* _Text_
Traffic assignment models the route choice of users of a road network. Given a set of origin-destination (OD) pairs and demand for travel between these OD pairs, it determines how many users choose each of the available routes, and thereby the amount of traffic on each section of the road network. Conventional traffic assignment is based on the assumption that all users want to minimise their travel time, or more generally, a generalised cost function

$$\begin{aligned} c(x_p) = m(x_p) + \alpha t(x_p), \end{aligned}$$
(1)

where \(x_p\) represents traffic flow on route \(p\), \(t\) is travel time, which is dependent on flow, and \(m\) is a monetary cost comprising of tolls, vehicle operating cost etc. that may also depend on flow and \(\alpha \) is value of time. A user will choose the route between their origin and destination that has the least value of \(c(x_p)\).

The traffic assignment problem is based on Wardrop’s principle of user equilibrium [9], which can be stated as follows: Under user equilibrium conditions traffic arranges itself in such a way that no individual trip maker can improve their generalised cost by unilaterally switching routes. In other words, at equilibrium, the generalised cost of any used route between an OD pair must be equal and less than that of any unused route.

* _Entries shown_
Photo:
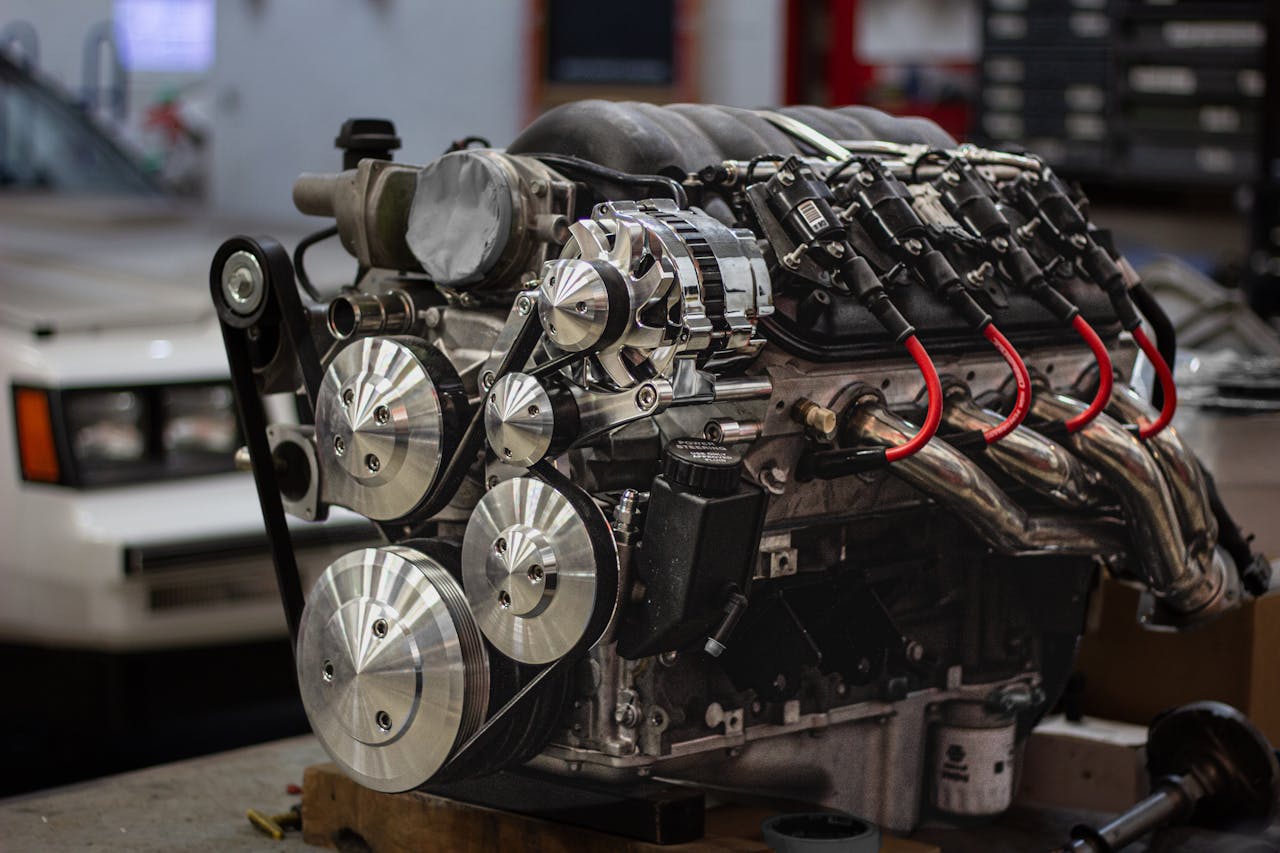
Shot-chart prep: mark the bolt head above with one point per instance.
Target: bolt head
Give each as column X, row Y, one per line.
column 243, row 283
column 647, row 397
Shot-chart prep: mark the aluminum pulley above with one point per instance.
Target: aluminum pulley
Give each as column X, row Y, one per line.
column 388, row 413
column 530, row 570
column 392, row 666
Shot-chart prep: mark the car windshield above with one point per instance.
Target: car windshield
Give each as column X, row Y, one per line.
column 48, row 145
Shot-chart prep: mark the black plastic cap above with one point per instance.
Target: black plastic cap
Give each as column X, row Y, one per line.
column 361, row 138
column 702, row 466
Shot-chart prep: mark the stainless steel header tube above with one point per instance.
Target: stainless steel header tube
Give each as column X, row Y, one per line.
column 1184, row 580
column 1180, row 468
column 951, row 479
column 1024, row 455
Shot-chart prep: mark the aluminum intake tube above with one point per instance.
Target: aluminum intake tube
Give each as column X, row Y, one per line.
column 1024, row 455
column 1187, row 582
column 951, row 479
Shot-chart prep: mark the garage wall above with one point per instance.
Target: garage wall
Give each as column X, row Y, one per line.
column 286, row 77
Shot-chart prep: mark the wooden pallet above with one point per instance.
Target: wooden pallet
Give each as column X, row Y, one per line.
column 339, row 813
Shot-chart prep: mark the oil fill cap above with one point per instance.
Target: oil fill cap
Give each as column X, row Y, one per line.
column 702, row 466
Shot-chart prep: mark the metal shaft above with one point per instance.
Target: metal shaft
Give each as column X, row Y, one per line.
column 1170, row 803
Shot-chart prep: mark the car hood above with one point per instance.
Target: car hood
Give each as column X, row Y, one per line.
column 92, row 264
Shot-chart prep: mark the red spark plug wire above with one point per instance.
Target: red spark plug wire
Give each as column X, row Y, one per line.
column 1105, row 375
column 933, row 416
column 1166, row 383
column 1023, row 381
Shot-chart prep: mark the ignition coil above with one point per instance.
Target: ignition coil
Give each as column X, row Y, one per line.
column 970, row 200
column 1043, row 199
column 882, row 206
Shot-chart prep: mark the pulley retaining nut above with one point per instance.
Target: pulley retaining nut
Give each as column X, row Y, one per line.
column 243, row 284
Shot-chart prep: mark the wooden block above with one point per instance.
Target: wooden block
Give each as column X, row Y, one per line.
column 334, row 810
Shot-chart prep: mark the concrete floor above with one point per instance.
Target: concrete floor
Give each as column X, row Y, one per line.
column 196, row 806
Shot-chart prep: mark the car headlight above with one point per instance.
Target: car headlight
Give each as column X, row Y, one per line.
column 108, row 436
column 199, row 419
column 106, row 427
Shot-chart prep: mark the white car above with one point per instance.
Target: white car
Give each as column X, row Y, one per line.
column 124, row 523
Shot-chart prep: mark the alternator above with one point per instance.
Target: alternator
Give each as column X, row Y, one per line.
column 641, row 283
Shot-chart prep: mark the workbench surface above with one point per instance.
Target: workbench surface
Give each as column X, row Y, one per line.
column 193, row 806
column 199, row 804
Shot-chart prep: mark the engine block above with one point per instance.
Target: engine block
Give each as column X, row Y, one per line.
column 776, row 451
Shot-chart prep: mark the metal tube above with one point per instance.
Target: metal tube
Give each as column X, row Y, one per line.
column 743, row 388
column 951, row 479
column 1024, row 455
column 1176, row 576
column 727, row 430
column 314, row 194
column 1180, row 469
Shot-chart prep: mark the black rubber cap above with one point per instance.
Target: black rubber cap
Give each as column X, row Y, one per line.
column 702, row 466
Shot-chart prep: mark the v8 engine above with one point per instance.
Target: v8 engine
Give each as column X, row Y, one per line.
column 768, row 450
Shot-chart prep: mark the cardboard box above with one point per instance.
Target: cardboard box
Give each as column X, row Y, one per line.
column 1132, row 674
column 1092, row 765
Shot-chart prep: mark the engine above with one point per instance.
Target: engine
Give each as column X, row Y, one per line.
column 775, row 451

* _List of tasks_
(1) In the listing, from the line with "Shot-chart prep: mark the metal tube" through the last line, swap "Target" for "Object" everywhere and leave everything else unchanged.
(2) Continue the traffic assignment text from the point where it stops.
The text on traffic assignment and the listing are unrelated to each other.

* _Solved problems_
(1)
Shot-chart prep: mark the metal tube above with one point per instance.
Object: metal tube
Give each as column X, row Y, one per line.
column 743, row 388
column 951, row 479
column 1024, row 455
column 1176, row 576
column 727, row 430
column 314, row 194
column 1180, row 469
Shot-chart prep: mark the black rubber cap above with one point per instance.
Object: black rubber cap
Give each as column X, row Y, one per line.
column 702, row 466
Shot-chart prep: mark the v8 engine above with one point per instance.
Object: v8 engine
Give each as column X, row Y, one per line.
column 768, row 450
Shot-chart prep: mark the cardboard box above with one point per instance.
Object: cardboard box
Give each as column X, row Y, one per line.
column 1132, row 674
column 1092, row 765
Shot-chart prep: mark the engine above with one point per instance.
Object: engine
Give each as column X, row Y, one per line.
column 775, row 451

(2)
It is important to note that (1) is the linear combination of two components, time and monetary cost. In fact these are two different objective functions. Several authors have recognised this and suggested bi-objective traffic assignment models, see the references in [8]. However, these models are restrictive, by keeping the assumption of the existence of an additive generalised cost (or sometimes generalised time) function (1). Moreover, there is evidence, that users in reality do not behave according to this assumption, see references in [8]. In [8] we have suggested a more general bi-objective user equilibrium condition, that assumes that all users have the two objectives of minimising travel time and minimising toll cost.

Under bi-objective user equilibrium (BUE) conditions traffic arranges itself in such a way that no individual trip maker can improve either his/her toll or travel time or both without worsening the other objective by unilaterally switching routes.

We have shown that, even if considering all possible values of time, i.e. \(\alpha \in [0, \infty )\), in (1), bi-objective models based on generalised cost provide only a subset of all possible solutions to traffic assignment that satisfy the BUE condition. Hence the definition of BUE provides an appropriate general framework for the study of traffic assignment in tolled road networks.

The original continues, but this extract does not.